= Gösterilen Metin =
20 Haziran 2009 Cumartesi

tanımLar:”DoğaçLama!”

Doğaçlama, oyuncunun konuya bağlı fakat metne bağlı kalmadan, içinden geldiği gibi konuşması ve davranmasıdır.

Oyuncunun doğaçlama anında sunduğu hareketler ve sözler, spontan bir biçimde ortaya çıkar. Ayrıntıları önceden saptamadan, bir metne bağlı kalmadan ancak belirli bir hazırlık süreci barındıran; büyük ölçüde grup dinamiğine dayanarak içten geldiği gibi ve aniden gelişen rol oynama sürecidir. ( ===> )

= Sağlanan Girdiler =

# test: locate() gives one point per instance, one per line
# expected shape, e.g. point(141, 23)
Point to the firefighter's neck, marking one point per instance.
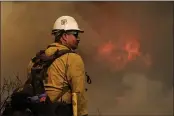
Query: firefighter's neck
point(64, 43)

= Görev Tanımı =
Doğaçlamayı tanımlayan metni, son cümlesinden sonra aynı konuyla sürdürün.

= Alıştırma Sonucu =
+    +    +    +    +

Yaygın kullanımıyla bir metne bağlı olmadan, içten geldiği gibi ve aniden gelişen durum olarak tanımlanan doğaçlama; yaratıcı dramada bireysel ve grup yaratıcılığının en çok ortaya çıktığı çalışmalardır. Bu çalışmalar daha az kesin olarak belirlenmiş bir süreci kapsar, çünkü yazarak ya da kaybederek değil zihinde canlandırarak yaşanır. Önceden ayrıntılar saptanmadığı için de özgün bir süreç olarak gerçekleşir; diğer bir deyişle doğaçlamaların ana kaynağı bireyin kendi yaşantısıdır. (Üstündağ, Tülay (1998) Yaratıcı Drama Eğitim Programının Öğeleri , Adıgüzel, Ö. H.(Editör). Yaratıcı Drama 1985-1998 Yazıları. İkinci Baskı.(2006) Ankara. Naturel Kitap Yayın Dağıtım, s.466-485 ‘deki makale )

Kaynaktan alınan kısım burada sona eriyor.